- _Your goal_:
Rewrite the lines below as a numbered list, leaving out any blank lines.

start

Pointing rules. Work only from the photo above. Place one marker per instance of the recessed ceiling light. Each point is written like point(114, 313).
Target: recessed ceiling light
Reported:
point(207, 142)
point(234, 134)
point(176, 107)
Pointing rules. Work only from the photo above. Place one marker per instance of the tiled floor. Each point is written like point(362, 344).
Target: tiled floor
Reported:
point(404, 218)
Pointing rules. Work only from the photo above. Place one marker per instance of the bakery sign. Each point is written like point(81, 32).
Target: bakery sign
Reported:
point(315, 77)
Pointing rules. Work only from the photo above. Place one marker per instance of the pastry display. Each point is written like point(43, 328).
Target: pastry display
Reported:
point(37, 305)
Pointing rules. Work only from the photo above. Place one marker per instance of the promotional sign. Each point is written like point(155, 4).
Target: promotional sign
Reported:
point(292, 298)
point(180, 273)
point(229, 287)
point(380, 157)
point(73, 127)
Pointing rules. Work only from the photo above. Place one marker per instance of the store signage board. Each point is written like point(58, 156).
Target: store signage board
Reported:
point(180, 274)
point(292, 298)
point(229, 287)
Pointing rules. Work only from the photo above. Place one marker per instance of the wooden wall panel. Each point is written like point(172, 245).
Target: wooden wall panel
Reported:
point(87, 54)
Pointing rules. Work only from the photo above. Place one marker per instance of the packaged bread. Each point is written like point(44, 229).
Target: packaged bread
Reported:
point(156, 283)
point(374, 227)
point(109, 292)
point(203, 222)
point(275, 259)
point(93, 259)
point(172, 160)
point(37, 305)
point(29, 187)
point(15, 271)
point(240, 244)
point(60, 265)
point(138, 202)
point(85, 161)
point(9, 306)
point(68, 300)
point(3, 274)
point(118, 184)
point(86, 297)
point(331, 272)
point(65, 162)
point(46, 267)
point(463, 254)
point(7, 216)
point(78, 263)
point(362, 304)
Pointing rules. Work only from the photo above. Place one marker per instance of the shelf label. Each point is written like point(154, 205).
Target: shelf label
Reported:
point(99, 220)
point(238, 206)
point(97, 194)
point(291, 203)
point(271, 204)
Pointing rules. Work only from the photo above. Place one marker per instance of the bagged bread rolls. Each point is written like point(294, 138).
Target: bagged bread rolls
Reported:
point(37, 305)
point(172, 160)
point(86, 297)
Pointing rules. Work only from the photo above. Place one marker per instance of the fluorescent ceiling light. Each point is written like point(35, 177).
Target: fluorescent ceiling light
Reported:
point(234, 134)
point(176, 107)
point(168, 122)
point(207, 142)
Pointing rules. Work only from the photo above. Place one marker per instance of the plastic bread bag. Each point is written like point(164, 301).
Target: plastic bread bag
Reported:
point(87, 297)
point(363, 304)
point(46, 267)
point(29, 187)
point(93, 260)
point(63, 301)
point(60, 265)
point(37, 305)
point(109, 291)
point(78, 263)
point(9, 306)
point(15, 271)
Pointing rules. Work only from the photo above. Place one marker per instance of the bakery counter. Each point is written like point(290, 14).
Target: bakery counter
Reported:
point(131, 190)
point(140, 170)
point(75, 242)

end

- _Exercise result_:
1. Pointing rules. Work only from the photo above. Place one marker per instance of the recessed ceiling light. Each point is written like point(114, 313).
2. Target: recessed ceiling light
3. Reported:
4. point(207, 142)
5. point(234, 134)
6. point(176, 107)
7. Pointing rules. Work only from the photo above. Place one marker per instance of the tiled floor. Each point is written like point(362, 344).
8. Target: tiled floor
9. Reported:
10. point(404, 218)
11. Pointing rules. Work only from the photo above. Place one marker per instance of the bakery sign. Each point is written like point(81, 32).
12. Target: bakery sign
13. Reported:
14. point(315, 77)
15. Pointing rules. Work only from the photo above. Place one marker per instance of the pastry display. Each point is written like point(43, 328).
16. Target: pastry display
17. Reported:
18. point(37, 305)
19. Pointing rules. Work only from the photo above. Place one marker per instance of the promotional sign. Each point is written like point(155, 4).
20. Target: promotional sign
21. Reported:
22. point(292, 298)
23. point(180, 273)
24. point(229, 287)
25. point(380, 157)
26. point(73, 127)
27. Pointing rules. Work only from the photo above. Place one marker per instance of the store signage board. Each point is written like point(58, 156).
28. Target: store signage board
29. Reported:
30. point(180, 274)
31. point(292, 298)
32. point(229, 287)
33. Pointing rules. Work only from the photo above. Place one marker per instance of the wooden wall panel. Each point is written like point(172, 245).
34. Target: wooden wall panel
35. Reported:
36. point(87, 54)
37. Pointing rules. Work only from the photo above. Place one marker per instance of the packaged bread. Each point is written like point(44, 229).
38. Target: packaged bread
39. Reported:
40. point(156, 283)
41. point(374, 227)
42. point(109, 292)
43. point(203, 222)
44. point(275, 259)
45. point(93, 259)
46. point(172, 160)
47. point(37, 305)
48. point(29, 187)
49. point(15, 271)
50. point(240, 244)
51. point(60, 265)
52. point(138, 202)
53. point(85, 161)
54. point(9, 306)
55. point(68, 300)
56. point(3, 274)
57. point(118, 184)
58. point(86, 297)
59. point(331, 272)
60. point(65, 162)
61. point(46, 267)
62. point(463, 254)
63. point(7, 216)
64. point(78, 263)
65. point(362, 304)
66. Pointing rules. Work only from the photo above. Place one marker per instance of the shelf label. Each point is written like point(154, 205).
67. Target: shelf label
68. Reported:
69. point(99, 220)
70. point(238, 206)
71. point(97, 194)
72. point(291, 203)
73. point(271, 204)
74. Pointing rules. Work only from the photo above. Place one marker per instance of the bagged bread rolls. Each point is written like point(294, 138).
75. Target: bagged bread rolls
76. Reported:
77. point(37, 305)
78. point(172, 160)
79. point(86, 297)
80. Pointing rules. Work only from the photo above. Place one marker per instance of the fluorescent ceiling light. Each point is written like point(35, 177).
81. Target: fluorescent ceiling light
82. Reported:
83. point(234, 134)
84. point(176, 107)
85. point(168, 122)
86. point(207, 142)
87. Pointing rules. Work only from the photo above. Place one marker per instance of the plastic bread bag. Each point is written like point(164, 301).
88. Target: plastic bread bag
89. Reported:
90. point(87, 297)
91. point(363, 304)
92. point(46, 267)
93. point(29, 187)
94. point(93, 260)
95. point(63, 301)
96. point(60, 265)
97. point(37, 305)
98. point(109, 291)
99. point(78, 263)
100. point(9, 306)
101. point(15, 271)
102. Pointing rules. Work only from the photo above. Place one marker per instance of the bakery counter. Each point is written like point(290, 14).
103. Target: bakery counter
104. Reported:
105. point(131, 190)
106. point(140, 170)
107. point(75, 242)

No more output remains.